→ Set task 1
In the judge profile below, rewrite the paragraph beginning "When not immersed in the cut-and-thrust" more briefly, keeping its main facts.
→ Set task 2
Continue the judge profile below, picking up after its final sentence.

→ Extract
Appointed to the Supreme Court of Appeal: 2014
Further appointments: Chairperson of Electoral Court
First appointed as a judge: 01-10-2004 to South Guateng
Key judgments: (1) Jacobs (in re the farm Uap) v Department of Land Affairs and Jacobs (in re Erf 38) v Department of Land Affairs (1284/16) and (982/2017) ZASCA 122 (26 September 2019) ; (2) Atlantic Beach Homeowners Association NPC and Others v Estate Agency Affairs Board (978/2018)  ZASCA 112 (16 September 2019) ; (3) Freedom Front Plus v Electoral Commission of South Africa and Another (005/2019)  ZAEC 1 (14 May 2019)
When not immersed in the cut-and-thrust of legal arguments in court, Mbha appears to have a strong interest in another kind of duelling — that of the boxing ring. A judge of the Supreme Court of Appeal (SCA) since 2014, he has also served as South Africa’s representative to the International Boxing Organisation from 2002-2003 and Vice-President of the World Boxing Association from 1995-1998.

→ Data supplied
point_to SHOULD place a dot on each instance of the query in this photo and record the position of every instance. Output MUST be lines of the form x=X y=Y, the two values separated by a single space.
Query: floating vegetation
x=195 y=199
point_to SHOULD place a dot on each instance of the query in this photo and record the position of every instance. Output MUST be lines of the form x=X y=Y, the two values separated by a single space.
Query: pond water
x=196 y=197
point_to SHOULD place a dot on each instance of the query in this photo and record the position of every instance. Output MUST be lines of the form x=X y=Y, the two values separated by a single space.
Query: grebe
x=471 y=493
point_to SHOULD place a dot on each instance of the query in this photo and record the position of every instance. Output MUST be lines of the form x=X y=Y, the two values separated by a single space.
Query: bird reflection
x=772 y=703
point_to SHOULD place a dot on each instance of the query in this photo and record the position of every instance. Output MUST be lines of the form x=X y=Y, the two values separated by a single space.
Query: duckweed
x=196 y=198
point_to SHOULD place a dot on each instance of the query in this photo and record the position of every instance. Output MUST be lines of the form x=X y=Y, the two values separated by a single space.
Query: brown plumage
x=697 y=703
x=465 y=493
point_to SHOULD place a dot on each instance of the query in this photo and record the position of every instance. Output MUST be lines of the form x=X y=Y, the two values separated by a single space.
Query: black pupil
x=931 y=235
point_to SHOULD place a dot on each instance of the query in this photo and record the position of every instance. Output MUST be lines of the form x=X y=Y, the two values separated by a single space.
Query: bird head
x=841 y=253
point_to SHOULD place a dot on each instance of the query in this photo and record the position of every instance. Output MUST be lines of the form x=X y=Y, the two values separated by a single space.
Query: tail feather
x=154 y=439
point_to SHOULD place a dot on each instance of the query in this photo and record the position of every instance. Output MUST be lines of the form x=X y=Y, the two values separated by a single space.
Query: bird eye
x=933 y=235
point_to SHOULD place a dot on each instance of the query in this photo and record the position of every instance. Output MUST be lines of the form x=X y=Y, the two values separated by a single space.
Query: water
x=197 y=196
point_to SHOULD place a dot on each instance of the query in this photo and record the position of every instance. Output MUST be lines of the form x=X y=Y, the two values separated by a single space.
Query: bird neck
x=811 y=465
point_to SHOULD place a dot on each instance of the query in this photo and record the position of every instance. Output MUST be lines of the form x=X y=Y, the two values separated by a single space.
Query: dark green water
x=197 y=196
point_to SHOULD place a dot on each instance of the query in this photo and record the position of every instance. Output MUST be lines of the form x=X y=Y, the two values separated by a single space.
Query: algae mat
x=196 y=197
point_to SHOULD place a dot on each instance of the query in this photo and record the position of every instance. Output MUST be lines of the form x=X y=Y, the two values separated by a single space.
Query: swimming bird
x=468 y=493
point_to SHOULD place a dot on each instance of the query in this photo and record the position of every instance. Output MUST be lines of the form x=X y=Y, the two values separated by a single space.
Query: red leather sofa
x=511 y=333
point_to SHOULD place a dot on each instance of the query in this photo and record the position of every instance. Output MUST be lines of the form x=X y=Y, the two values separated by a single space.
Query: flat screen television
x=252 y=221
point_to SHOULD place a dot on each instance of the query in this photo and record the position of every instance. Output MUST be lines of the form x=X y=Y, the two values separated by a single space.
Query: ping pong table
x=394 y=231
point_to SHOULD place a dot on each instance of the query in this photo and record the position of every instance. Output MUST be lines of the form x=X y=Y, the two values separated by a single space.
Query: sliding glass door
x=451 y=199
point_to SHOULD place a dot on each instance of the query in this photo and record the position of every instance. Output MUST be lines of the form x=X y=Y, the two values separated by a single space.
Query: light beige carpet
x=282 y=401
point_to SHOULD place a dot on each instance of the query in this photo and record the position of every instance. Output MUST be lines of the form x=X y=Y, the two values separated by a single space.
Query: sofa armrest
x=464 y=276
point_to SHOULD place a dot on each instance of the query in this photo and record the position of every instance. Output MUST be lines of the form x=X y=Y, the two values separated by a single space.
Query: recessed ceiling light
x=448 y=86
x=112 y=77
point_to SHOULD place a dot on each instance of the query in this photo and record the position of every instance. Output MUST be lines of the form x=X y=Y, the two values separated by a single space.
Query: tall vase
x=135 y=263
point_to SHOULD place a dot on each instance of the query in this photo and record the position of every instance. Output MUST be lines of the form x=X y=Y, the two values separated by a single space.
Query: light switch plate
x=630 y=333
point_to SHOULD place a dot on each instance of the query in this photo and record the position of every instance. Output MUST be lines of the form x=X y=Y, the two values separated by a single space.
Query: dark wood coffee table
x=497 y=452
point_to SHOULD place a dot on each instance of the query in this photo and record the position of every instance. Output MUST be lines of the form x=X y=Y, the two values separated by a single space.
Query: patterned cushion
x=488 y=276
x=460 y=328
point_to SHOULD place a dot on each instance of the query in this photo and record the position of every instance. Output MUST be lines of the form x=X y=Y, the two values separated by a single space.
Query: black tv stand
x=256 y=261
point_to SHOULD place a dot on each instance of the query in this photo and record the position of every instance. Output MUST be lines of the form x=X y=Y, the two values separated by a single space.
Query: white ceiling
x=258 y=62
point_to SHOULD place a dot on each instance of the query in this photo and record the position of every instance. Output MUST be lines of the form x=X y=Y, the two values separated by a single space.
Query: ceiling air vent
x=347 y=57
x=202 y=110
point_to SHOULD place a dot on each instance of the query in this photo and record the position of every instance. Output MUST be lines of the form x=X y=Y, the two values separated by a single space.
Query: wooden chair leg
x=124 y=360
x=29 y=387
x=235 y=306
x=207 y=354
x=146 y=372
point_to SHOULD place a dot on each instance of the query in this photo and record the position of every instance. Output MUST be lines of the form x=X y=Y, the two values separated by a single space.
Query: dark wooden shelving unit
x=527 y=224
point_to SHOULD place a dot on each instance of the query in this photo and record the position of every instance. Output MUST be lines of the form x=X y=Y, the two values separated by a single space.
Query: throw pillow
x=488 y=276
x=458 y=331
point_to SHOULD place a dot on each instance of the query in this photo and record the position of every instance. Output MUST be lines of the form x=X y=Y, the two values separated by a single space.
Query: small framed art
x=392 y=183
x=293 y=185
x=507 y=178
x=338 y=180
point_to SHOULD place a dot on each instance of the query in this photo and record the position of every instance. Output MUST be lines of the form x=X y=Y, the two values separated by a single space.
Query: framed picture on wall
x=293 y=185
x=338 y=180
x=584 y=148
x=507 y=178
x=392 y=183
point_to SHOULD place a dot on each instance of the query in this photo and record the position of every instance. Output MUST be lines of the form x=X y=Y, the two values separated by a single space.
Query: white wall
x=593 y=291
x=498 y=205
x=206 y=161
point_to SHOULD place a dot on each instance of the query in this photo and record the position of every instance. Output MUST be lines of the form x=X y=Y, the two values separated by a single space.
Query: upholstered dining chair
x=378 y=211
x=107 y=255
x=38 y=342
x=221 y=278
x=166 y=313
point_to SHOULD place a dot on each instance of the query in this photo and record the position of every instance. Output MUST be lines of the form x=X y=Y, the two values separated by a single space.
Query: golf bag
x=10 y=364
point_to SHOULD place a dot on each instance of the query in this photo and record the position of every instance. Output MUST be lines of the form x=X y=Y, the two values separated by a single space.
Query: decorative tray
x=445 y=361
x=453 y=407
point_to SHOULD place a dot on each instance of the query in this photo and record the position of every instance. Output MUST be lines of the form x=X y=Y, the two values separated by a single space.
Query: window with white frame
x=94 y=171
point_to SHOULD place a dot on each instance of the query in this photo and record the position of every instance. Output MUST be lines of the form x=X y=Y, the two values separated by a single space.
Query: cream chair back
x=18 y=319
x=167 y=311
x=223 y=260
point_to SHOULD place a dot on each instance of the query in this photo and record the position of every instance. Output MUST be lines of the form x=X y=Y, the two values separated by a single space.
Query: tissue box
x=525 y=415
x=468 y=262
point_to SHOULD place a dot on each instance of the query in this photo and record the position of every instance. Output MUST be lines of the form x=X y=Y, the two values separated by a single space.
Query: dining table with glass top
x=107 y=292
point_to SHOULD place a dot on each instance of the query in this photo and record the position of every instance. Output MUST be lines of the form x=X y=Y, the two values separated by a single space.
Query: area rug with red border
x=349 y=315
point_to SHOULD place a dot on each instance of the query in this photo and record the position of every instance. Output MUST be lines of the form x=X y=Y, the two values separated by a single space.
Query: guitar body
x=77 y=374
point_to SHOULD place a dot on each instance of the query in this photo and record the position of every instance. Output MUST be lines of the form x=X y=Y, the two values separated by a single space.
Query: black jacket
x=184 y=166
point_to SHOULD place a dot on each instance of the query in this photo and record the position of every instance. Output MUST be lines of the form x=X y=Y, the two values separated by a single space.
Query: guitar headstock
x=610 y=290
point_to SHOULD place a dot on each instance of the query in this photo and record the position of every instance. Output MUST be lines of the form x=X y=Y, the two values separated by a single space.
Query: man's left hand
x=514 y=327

→ Response 1
Mbha, a Supreme Court of Appeal (SCA) judge since 2014, has a strong interest in boxing. He was South Africa's representative to the International Boxing Organisation from 2002 to 2003 and Vice-President of the World Boxing Association from 1995 to 1998.

→ Response 2
In 2012 the governing body of Rivonia Primary School objected to the head of the Gauteng education department ordering the school to enrol a Grade One learner since it contravened its admissions policy limits.
The dispute went to the South Gauteng High Court where Mbha held that the governing body did not have unqualified power to determine a public school’s admission policy and that the provincial education department was the ultimate decision-maker on setting schools’ admission policies.
“Leaving schools to determine their admission policy, including the power to determine their capacity, and subject only to appeals in individual cases, one unwittingly creates space privileged schools can use, and manipulate that power to fortify rather than dismantle existing inequalities,” Mbha wrote.
His decision was overturned by the SCA in 2013, but the Constitutional Court then reversed the appellate court’s decision. The apex court found that the head of department did have powers to over-ride the governing body’s decision but that, in this instance, that power had not been used in a procedurally fair manner.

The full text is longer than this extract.